Written problem 1:
In the forum thread on solving a system of ODEs, what matrix substitution turns the equation into a homogeneous one when t is nonzero?
Written problem 2:
From the forum thread on solving a system of ODEs, write out the passage starting at "Thus we can" and ending at "had a transpose).", switching "transpose" to "adjoint" throughout.
Written problem 3:
Pick up the forum thread on solving a system of ODEs after its last sentence and write what comes next.

Source:
I want to solve the nonhomogeneous system of $n^2$ ODEs with constant coefficients for $n^2$ functions $P_{i j} = P_{i j}(\mu)$:

$\frac{d P_{i j}}{d\mu} - t \sum_{s=1}^n k_{i s}P_{j s} = k_{i j}$

where $i,j = 1,\ldots,n$ for arbitrary $n$ where $t$ is a parameter and the initial condition is

$P_{i j}(\mu = 0)= q_{i j}$

In matrix form one writes $d P/d\mu = k - t k P^T$, and $P(0) = q$, where $P^T$ is the transpose of $P$ and $k P^T$ assumes the matrix product.

For small $n$ one can try to solve by brute force (solving the homogeneous first and then, say, variation of constants method), but I am not sure I can get a formula for general $n$. Help from more skillful ones appreciated. Of course, if the parameter $t = 0$ the solution is $P_{i j} = \mu k_{i j} + q_{i j}$ but I want for nonzero $t$.

• CommentRowNumber2.
• CommentAuthorzskoda
• CommentTimeJul 22nd 2011
• (edited Jul 22nd 2011)

No! I am wrong. The differential equation for my purpose should be (if I am not mistaken again) without the transpose (cf.coproduct+for+Ugln+dual (zoranskoda)), i.e.

$\frac{d P_{i j}}{d\mu} - t \sum_{s=1}^n k_{i s}P_{s j} = k_{i j}$ $P_{i j}(\mu = 0)= q_{i j}$

and in a matrix form $d P/d\mu = k - t k P$, $P(0)=q$.

Thus we can use, for $t\neq 0$, the matrix substitution $R = t P-I$ to get simply the homogeneous matrix equation $d R/d\mu = -t k R$ (here $t$ is a scalar, $k$ and $R$ are $n\times n$-matrices and $k R$ denotes the matrix product) with the initial condition $R(0) = t q -I$ i.e. $R(0)_{i j} = t q_{i j} - \delta_{i j}$. This is now much easier than the one with the transpose I had before.

To relate it to known examples, one sees that the equation in this case, without the transpose, do not mix different $j$-s, so one has $n$ independent systems, one for each $j$ (what is not the case in 1 where we had a transpose).

Record set:

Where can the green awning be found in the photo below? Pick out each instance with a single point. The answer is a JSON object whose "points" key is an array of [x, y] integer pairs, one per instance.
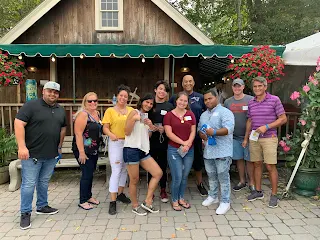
{"points": [[129, 50]]}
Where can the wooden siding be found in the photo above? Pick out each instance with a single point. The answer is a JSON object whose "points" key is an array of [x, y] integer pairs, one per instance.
{"points": [[73, 22]]}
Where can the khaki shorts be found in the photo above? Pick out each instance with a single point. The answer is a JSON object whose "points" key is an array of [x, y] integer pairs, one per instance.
{"points": [[264, 149]]}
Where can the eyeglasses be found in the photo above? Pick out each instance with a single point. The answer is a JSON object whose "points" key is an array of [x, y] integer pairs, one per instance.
{"points": [[90, 101]]}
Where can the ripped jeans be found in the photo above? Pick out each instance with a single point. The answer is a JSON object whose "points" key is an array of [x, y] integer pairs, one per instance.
{"points": [[218, 174], [180, 169], [119, 173]]}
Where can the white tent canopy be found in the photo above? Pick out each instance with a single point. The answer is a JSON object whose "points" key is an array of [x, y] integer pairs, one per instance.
{"points": [[303, 52]]}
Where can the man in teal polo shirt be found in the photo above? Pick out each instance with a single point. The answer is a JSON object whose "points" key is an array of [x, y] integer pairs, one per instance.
{"points": [[215, 128]]}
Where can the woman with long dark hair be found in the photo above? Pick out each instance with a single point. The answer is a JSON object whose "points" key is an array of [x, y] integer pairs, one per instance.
{"points": [[113, 125], [136, 153], [180, 127]]}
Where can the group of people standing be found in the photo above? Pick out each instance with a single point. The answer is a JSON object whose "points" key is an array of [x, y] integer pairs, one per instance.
{"points": [[189, 130]]}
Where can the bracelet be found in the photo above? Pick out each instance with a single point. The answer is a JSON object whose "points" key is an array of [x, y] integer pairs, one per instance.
{"points": [[214, 132]]}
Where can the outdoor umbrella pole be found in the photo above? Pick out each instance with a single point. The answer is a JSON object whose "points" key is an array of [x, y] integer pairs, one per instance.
{"points": [[304, 146]]}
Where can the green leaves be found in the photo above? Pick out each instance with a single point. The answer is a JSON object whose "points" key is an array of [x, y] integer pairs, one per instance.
{"points": [[8, 146]]}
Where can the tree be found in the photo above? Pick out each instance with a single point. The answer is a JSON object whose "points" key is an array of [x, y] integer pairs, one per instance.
{"points": [[260, 22], [12, 11], [217, 18]]}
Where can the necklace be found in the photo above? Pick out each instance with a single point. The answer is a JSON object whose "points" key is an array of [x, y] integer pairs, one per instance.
{"points": [[180, 116], [121, 111]]}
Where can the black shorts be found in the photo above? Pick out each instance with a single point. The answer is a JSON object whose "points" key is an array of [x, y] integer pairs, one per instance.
{"points": [[198, 162], [134, 155]]}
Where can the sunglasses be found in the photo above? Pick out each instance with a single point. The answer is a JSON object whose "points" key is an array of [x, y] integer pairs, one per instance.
{"points": [[90, 101]]}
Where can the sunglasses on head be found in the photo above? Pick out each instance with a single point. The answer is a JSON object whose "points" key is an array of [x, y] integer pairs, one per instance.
{"points": [[90, 101]]}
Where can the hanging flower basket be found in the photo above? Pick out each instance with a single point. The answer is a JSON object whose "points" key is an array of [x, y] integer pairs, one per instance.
{"points": [[262, 61], [12, 70]]}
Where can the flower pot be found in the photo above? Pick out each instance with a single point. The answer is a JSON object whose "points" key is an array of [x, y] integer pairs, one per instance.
{"points": [[4, 174], [306, 181]]}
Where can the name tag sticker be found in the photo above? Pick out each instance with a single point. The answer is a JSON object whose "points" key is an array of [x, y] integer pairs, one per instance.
{"points": [[254, 136], [163, 112]]}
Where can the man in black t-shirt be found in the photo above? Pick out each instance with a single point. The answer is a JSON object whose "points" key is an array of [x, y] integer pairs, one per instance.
{"points": [[40, 127], [197, 106], [159, 140]]}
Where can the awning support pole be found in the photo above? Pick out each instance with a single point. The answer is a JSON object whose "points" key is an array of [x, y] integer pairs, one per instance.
{"points": [[172, 76], [74, 80]]}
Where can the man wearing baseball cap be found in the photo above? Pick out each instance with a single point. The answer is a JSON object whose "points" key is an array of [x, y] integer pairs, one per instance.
{"points": [[238, 104], [40, 127]]}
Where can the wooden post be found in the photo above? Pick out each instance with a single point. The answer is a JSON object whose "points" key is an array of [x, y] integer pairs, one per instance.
{"points": [[172, 75], [53, 70], [74, 79], [166, 73]]}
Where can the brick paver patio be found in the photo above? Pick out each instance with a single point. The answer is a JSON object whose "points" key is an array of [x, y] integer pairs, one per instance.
{"points": [[297, 219]]}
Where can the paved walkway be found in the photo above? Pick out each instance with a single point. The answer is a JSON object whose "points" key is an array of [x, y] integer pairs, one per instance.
{"points": [[294, 219]]}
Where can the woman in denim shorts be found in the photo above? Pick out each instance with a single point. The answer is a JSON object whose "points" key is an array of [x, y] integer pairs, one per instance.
{"points": [[136, 153]]}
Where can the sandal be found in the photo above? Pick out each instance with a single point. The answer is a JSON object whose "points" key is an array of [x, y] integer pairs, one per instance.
{"points": [[93, 201], [184, 204], [85, 206], [176, 207]]}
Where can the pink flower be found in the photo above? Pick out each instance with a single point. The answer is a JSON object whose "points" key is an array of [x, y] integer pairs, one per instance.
{"points": [[311, 78], [303, 122], [295, 95], [286, 148], [306, 88], [282, 143]]}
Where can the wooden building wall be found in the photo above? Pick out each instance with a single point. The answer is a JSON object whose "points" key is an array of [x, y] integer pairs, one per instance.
{"points": [[104, 75], [73, 22]]}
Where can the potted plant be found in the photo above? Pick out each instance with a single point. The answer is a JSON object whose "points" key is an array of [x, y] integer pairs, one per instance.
{"points": [[8, 147], [12, 70], [308, 176], [262, 61]]}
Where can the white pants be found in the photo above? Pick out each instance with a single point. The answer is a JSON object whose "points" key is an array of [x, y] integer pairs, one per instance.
{"points": [[119, 173]]}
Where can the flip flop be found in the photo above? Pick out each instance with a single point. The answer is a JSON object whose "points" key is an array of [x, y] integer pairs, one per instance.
{"points": [[94, 203], [177, 208], [89, 208], [185, 205]]}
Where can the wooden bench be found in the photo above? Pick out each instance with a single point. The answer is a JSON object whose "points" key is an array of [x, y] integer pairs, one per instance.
{"points": [[15, 166]]}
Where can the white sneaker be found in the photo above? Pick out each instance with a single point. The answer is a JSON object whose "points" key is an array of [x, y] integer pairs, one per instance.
{"points": [[223, 208], [210, 200]]}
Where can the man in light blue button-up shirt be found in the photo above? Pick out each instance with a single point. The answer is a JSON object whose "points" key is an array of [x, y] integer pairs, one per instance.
{"points": [[218, 138]]}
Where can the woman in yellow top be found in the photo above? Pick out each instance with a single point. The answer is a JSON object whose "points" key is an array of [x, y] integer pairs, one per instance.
{"points": [[114, 121]]}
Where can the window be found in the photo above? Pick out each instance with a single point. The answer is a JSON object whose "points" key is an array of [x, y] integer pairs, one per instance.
{"points": [[109, 15]]}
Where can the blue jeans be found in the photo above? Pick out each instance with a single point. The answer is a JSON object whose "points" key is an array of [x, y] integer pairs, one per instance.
{"points": [[218, 173], [35, 175], [87, 170], [180, 169]]}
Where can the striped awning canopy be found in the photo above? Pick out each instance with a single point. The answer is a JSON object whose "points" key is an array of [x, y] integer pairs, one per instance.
{"points": [[130, 50]]}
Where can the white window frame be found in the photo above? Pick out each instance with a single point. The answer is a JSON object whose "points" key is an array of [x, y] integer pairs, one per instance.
{"points": [[98, 17]]}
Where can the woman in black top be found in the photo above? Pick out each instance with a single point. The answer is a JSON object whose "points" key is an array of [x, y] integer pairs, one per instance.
{"points": [[85, 146]]}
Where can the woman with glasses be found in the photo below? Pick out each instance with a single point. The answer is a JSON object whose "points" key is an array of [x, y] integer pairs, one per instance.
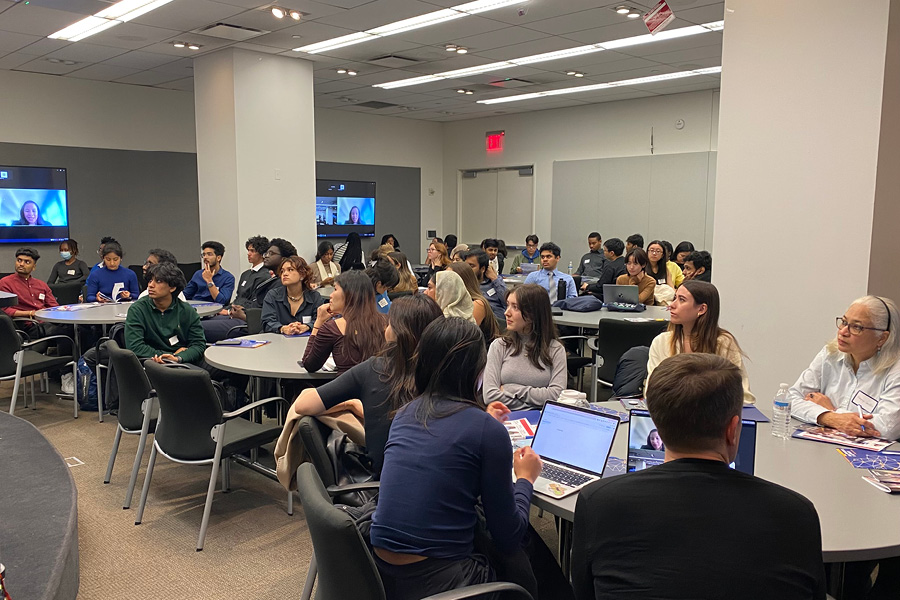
{"points": [[694, 327], [853, 383]]}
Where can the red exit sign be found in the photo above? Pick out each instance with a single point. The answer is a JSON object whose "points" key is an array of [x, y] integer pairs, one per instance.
{"points": [[494, 141]]}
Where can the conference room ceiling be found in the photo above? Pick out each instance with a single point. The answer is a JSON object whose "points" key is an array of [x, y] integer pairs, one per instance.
{"points": [[141, 52]]}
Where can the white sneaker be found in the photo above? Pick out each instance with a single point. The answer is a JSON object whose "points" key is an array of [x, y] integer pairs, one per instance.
{"points": [[68, 383]]}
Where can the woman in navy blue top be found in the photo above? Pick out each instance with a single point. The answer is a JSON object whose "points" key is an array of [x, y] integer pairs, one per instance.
{"points": [[444, 453]]}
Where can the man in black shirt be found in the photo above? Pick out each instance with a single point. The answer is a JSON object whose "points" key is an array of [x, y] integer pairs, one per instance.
{"points": [[692, 527], [615, 266]]}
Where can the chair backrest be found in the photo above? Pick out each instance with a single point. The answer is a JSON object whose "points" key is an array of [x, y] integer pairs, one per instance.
{"points": [[188, 410], [134, 387], [10, 343], [346, 568], [615, 337], [66, 293]]}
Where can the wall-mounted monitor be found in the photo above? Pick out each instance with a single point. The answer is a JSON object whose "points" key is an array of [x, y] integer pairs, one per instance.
{"points": [[345, 206], [33, 205]]}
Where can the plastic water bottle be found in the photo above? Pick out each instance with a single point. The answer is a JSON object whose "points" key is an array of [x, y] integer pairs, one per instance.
{"points": [[781, 413]]}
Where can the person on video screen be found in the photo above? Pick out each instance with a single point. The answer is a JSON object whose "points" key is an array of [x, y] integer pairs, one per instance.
{"points": [[30, 215], [354, 217]]}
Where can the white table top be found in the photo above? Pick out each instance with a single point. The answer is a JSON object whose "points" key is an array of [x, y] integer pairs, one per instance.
{"points": [[591, 319], [108, 313], [277, 359], [858, 521]]}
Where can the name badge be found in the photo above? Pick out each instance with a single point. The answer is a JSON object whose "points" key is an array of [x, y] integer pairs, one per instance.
{"points": [[866, 402]]}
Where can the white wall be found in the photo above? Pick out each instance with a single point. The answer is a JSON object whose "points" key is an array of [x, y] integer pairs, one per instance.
{"points": [[611, 129], [61, 111]]}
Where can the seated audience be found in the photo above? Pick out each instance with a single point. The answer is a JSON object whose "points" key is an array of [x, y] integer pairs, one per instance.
{"points": [[548, 277], [161, 327], [212, 283], [858, 371], [349, 327], [481, 310], [492, 286], [70, 269], [383, 383], [291, 308], [698, 541], [660, 268], [682, 250], [445, 456], [635, 263], [698, 265], [408, 281], [101, 282], [384, 277], [529, 254], [325, 269], [635, 240], [527, 366], [694, 327], [612, 270], [591, 264]]}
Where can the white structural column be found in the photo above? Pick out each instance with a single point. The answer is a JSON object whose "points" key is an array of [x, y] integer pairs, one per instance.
{"points": [[255, 151], [798, 157]]}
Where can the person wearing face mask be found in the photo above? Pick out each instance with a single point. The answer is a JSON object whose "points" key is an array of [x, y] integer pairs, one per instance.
{"points": [[70, 269]]}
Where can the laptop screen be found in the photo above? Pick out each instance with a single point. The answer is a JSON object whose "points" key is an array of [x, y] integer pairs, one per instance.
{"points": [[646, 449], [576, 437]]}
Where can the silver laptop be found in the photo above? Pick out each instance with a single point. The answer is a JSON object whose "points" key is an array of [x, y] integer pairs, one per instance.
{"points": [[574, 444], [625, 294]]}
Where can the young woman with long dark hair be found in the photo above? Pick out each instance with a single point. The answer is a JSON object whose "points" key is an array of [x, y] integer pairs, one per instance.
{"points": [[527, 366]]}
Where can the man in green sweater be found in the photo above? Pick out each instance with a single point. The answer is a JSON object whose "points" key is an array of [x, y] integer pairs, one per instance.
{"points": [[161, 327]]}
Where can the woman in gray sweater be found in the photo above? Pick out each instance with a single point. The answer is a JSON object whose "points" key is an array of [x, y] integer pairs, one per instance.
{"points": [[527, 366]]}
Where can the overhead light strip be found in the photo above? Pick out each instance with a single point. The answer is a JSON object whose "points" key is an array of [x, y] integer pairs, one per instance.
{"points": [[548, 56], [120, 12], [426, 20], [604, 86]]}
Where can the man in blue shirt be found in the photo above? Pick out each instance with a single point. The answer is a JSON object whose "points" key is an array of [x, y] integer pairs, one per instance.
{"points": [[212, 283], [549, 276]]}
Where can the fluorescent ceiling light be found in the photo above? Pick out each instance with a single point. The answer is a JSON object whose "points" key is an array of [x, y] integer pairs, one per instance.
{"points": [[426, 20], [120, 12], [548, 56], [604, 86]]}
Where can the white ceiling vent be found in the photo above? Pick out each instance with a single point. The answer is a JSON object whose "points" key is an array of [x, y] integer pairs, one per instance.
{"points": [[234, 33]]}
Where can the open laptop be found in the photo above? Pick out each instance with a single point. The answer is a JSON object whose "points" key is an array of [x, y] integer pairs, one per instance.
{"points": [[574, 444], [624, 294], [645, 448]]}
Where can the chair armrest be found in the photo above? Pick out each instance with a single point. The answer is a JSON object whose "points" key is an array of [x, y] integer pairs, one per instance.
{"points": [[473, 591], [334, 490], [251, 406]]}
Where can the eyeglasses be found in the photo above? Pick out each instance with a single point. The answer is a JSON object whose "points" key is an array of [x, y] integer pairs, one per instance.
{"points": [[855, 329]]}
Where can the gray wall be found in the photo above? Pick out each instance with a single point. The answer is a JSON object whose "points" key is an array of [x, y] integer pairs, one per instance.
{"points": [[398, 203], [143, 199]]}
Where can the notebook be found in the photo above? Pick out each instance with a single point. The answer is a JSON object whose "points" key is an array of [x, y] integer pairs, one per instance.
{"points": [[646, 448], [574, 444]]}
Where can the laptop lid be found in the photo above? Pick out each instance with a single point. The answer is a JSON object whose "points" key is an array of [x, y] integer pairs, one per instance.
{"points": [[626, 294], [646, 448], [575, 437]]}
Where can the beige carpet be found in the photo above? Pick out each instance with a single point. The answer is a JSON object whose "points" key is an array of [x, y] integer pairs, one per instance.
{"points": [[253, 548]]}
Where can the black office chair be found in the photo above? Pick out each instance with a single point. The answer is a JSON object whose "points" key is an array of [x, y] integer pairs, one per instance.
{"points": [[345, 567], [17, 360], [138, 411], [193, 429], [614, 338]]}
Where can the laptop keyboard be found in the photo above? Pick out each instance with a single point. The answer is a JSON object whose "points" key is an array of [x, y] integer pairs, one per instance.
{"points": [[565, 476]]}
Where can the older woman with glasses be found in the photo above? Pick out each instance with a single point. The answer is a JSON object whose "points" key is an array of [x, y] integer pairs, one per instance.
{"points": [[853, 384]]}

Exercise result 1:
The substitution $R = t P - I$.

Exercise result 2:
Thus we can use, for $t\neq 0$, the matrix substitution $R = t P-I$ to get simply the homogeneous matrix equation $d R/d\mu = -t k R$ (here $t$ is a scalar, $k$ and $R$ are $n\times n$-matrices and $k R$ denotes the matrix product) with the initial condition $R(0) = t q -I$ i.e. $R(0)_{i j} = t q_{i j} - \delta_{i j}$. This is now much easier than the one with the adjoint I had before.

To relate it to known examples, one sees that the equation in this case, without the adjoint, do not mix different $j$-s, so one has $n$ independent systems, one for each $j$ (what is not the case in 1 where we had a adjoint).

Exercise result 3:
So for a fixed $j$, call (for emphasis) $R_{i j} =: \tilde{R}_i$ and we have simply

$d \tilde{R}_i/d\mu = -t \sum_s k_{i s}\tilde{R}_s$

what is in a rather standard form for homogeneous systems of first order ODEs with standard exponential matrix solution.

Thus the formal solution is

$R = e^{-\mu t k} R(0)$

i.e. $R_{i j} = \sum_s exp(-\mu t k)_{i s} R(0)_{s j}$. where $exp(-\mu t k)$ is the matrix exponential.

Now this, with $R(0)_{s j} = t q_{s j}-\delta_{s j}$ gives, in matrix form,

$t P - I = e^{-\mu t k} (t q- I)$

hence

$P(\mu) = e^{-\mu t k} q + \frac{I - e^{-\mu t k}}{t}$

Note that $q$ and $k$ are constant matrices and $t$,$\mu$ are scalars. For $\mu = 0$ we have $P(0) = q$ and for small $t$ we have $P = \mu k + q + (\mu^2 k^2/2 - \mu k q) t + O(t^2)$, agreeing with (i.e. with continuous limit to) $t = 0$ result $P = \mu k + q$.

• CommentRowNumber3.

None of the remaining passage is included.